An identical copy of the records below is the expected result.

*** Opening of Data excerpts ***

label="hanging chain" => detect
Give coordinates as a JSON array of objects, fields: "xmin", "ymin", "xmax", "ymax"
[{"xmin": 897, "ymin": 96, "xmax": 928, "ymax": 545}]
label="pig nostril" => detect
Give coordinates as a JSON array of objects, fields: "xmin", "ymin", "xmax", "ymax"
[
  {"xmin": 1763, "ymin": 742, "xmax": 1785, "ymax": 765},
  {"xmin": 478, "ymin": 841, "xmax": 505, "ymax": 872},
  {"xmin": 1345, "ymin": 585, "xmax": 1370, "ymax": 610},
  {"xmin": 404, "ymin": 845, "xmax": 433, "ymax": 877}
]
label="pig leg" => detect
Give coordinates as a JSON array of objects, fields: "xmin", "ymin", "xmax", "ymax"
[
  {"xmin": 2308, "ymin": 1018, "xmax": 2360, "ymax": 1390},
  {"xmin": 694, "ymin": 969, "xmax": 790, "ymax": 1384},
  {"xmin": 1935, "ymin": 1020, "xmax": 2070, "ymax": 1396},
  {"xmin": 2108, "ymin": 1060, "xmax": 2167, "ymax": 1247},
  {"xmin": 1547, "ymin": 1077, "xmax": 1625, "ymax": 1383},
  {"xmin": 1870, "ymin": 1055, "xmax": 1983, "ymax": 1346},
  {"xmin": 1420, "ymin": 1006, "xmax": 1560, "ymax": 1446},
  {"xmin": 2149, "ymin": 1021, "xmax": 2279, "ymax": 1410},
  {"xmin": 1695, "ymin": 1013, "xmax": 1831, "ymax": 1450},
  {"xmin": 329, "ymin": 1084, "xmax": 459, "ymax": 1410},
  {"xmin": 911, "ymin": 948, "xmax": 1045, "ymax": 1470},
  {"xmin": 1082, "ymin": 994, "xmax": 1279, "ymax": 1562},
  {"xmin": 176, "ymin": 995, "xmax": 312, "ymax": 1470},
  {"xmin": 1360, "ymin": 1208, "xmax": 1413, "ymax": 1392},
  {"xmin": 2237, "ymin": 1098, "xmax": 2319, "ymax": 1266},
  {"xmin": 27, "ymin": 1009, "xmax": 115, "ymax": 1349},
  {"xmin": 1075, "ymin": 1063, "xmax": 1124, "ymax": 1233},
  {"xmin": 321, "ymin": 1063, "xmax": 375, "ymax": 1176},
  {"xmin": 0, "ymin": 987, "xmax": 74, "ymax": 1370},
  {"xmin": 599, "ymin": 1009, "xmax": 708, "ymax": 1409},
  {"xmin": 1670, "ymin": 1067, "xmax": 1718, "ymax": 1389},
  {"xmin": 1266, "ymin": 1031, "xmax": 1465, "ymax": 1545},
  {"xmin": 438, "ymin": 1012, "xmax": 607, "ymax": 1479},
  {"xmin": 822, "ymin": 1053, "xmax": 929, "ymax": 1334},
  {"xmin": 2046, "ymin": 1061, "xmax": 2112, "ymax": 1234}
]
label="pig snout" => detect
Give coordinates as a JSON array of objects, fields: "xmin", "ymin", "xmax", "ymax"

*** Close of Data excerpts ***

- **Output below**
label="hanging chain" => detect
Give coordinates as a JSON array of objects, fields: "xmin", "ymin", "xmax", "ymax"
[{"xmin": 897, "ymin": 96, "xmax": 928, "ymax": 545}]
label="pig nostril" => detect
Give coordinates as a JSON array of objects, fields: "xmin", "ymin", "xmax", "ymax"
[
  {"xmin": 1763, "ymin": 742, "xmax": 1785, "ymax": 765},
  {"xmin": 478, "ymin": 841, "xmax": 505, "ymax": 872},
  {"xmin": 1345, "ymin": 585, "xmax": 1370, "ymax": 610},
  {"xmin": 404, "ymin": 845, "xmax": 433, "ymax": 877}
]
label="pig leg" => detect
Give coordinates as a JSON array of objects, fields: "xmin", "ymin", "xmax", "ymax"
[
  {"xmin": 2308, "ymin": 1018, "xmax": 2360, "ymax": 1390},
  {"xmin": 694, "ymin": 969, "xmax": 790, "ymax": 1384},
  {"xmin": 1935, "ymin": 1020, "xmax": 2070, "ymax": 1396},
  {"xmin": 2108, "ymin": 1060, "xmax": 2167, "ymax": 1247},
  {"xmin": 1547, "ymin": 1077, "xmax": 1625, "ymax": 1383},
  {"xmin": 1870, "ymin": 1055, "xmax": 1983, "ymax": 1346},
  {"xmin": 1420, "ymin": 1006, "xmax": 1560, "ymax": 1446},
  {"xmin": 2149, "ymin": 1021, "xmax": 2279, "ymax": 1410},
  {"xmin": 1695, "ymin": 1013, "xmax": 1831, "ymax": 1450},
  {"xmin": 329, "ymin": 1084, "xmax": 459, "ymax": 1410},
  {"xmin": 911, "ymin": 948, "xmax": 1045, "ymax": 1470},
  {"xmin": 1082, "ymin": 994, "xmax": 1279, "ymax": 1562},
  {"xmin": 176, "ymin": 995, "xmax": 312, "ymax": 1470},
  {"xmin": 1360, "ymin": 1208, "xmax": 1413, "ymax": 1392},
  {"xmin": 2237, "ymin": 1098, "xmax": 2319, "ymax": 1266},
  {"xmin": 27, "ymin": 1009, "xmax": 115, "ymax": 1349},
  {"xmin": 1075, "ymin": 1063, "xmax": 1124, "ymax": 1233},
  {"xmin": 321, "ymin": 1063, "xmax": 375, "ymax": 1176},
  {"xmin": 0, "ymin": 987, "xmax": 74, "ymax": 1370},
  {"xmin": 599, "ymin": 1009, "xmax": 708, "ymax": 1409},
  {"xmin": 1670, "ymin": 1067, "xmax": 1718, "ymax": 1389},
  {"xmin": 1266, "ymin": 1031, "xmax": 1465, "ymax": 1545},
  {"xmin": 438, "ymin": 1012, "xmax": 607, "ymax": 1479},
  {"xmin": 822, "ymin": 1053, "xmax": 929, "ymax": 1334},
  {"xmin": 2046, "ymin": 1061, "xmax": 2112, "ymax": 1234}
]
label="pig snout" => detect
Give coordinates as a JSON array of objects, fields: "xmin", "ymin", "xmax", "ymax"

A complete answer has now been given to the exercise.